*** Dataset excerpts Section Begins ***
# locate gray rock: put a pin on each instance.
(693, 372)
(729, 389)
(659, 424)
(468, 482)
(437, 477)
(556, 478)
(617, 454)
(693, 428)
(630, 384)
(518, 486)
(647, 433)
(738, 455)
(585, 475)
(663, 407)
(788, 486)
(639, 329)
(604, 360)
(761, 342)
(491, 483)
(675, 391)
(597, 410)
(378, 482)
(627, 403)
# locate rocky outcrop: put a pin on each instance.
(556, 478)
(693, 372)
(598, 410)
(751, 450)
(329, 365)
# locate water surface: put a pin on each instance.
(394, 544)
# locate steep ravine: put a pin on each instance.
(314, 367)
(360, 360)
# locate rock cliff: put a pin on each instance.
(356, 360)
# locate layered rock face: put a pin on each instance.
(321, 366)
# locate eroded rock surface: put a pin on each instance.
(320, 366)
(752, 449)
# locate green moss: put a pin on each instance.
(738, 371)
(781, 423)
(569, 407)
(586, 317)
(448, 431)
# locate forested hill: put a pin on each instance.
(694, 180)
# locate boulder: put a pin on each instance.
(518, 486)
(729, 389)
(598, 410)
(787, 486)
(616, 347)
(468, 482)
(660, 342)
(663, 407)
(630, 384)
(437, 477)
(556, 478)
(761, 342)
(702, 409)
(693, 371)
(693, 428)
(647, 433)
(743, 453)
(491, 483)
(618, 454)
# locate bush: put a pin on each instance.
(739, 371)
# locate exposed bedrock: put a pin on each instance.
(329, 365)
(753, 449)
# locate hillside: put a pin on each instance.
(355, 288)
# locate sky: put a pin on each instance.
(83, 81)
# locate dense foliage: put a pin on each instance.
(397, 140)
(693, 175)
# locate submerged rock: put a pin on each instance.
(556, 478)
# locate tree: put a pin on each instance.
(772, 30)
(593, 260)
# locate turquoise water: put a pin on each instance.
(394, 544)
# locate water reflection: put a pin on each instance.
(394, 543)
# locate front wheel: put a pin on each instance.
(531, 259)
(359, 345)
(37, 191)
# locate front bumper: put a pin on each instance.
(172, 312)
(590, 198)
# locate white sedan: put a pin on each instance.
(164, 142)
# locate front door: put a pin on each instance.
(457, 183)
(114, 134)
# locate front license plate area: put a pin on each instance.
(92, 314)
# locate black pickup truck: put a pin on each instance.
*** Dataset excerpts Section Ends ***
Instructions to follow: An exact copy of the listing above is needed, so write it out again.

Response to the task:
# locate gray rock: put a pin on each instance.
(693, 372)
(729, 389)
(659, 424)
(468, 482)
(437, 477)
(556, 478)
(617, 454)
(693, 428)
(630, 384)
(518, 486)
(647, 433)
(738, 455)
(585, 475)
(663, 407)
(788, 486)
(639, 329)
(604, 360)
(761, 342)
(491, 483)
(675, 391)
(597, 410)
(378, 482)
(627, 403)
# locate rocky outcrop: put a pin on each instance.
(556, 478)
(693, 372)
(598, 410)
(751, 450)
(329, 365)
# locate water surface: put a pin on each instance.
(394, 544)
# locate steep ravine: put a pin on each instance.
(314, 367)
(360, 360)
# locate rock cliff: put a pin on each instance.
(356, 360)
# locate layered rock face: put a pin on each instance.
(321, 366)
# locate eroded rock surface: put a pin on each instance.
(320, 366)
(752, 449)
# locate green moss: put a pin on each instance.
(738, 371)
(781, 423)
(569, 407)
(586, 317)
(448, 431)
# locate forested hill: put a pin on each instance.
(694, 180)
# locate boulder: put a pin on each instance.
(518, 486)
(729, 389)
(598, 410)
(787, 486)
(616, 347)
(468, 482)
(660, 342)
(663, 407)
(630, 384)
(437, 477)
(556, 478)
(761, 342)
(702, 409)
(693, 371)
(693, 428)
(647, 433)
(743, 453)
(491, 483)
(618, 454)
# locate bush: put a pin on each instance.
(739, 371)
# locate exposed bedrock: put a pin on each instance.
(329, 365)
(753, 449)
# locate hillside: put a pin on each instance.
(355, 288)
# locate sky: put a pin on each instance.
(83, 81)
# locate dense foliage: put a pin on each instance.
(397, 140)
(693, 175)
# locate submerged rock: put a pin on each instance.
(556, 478)
# locate tree: put a pin on each instance.
(772, 30)
(593, 260)
# locate turquoise water: put a pin on each instance.
(394, 544)
# locate water reflection: put a pin on each instance.
(394, 543)
# locate front wheel: put a pin on each instance.
(531, 259)
(359, 345)
(37, 191)
# locate front bumper: put a pin on each instance.
(172, 312)
(590, 198)
# locate white sedan: put a pin on each instance.
(164, 142)
# locate front door: put a pin on each instance.
(457, 183)
(114, 134)
# locate front license plate area: put a pin on each instance.
(92, 314)
# locate black pickup truck: put a pin on each instance.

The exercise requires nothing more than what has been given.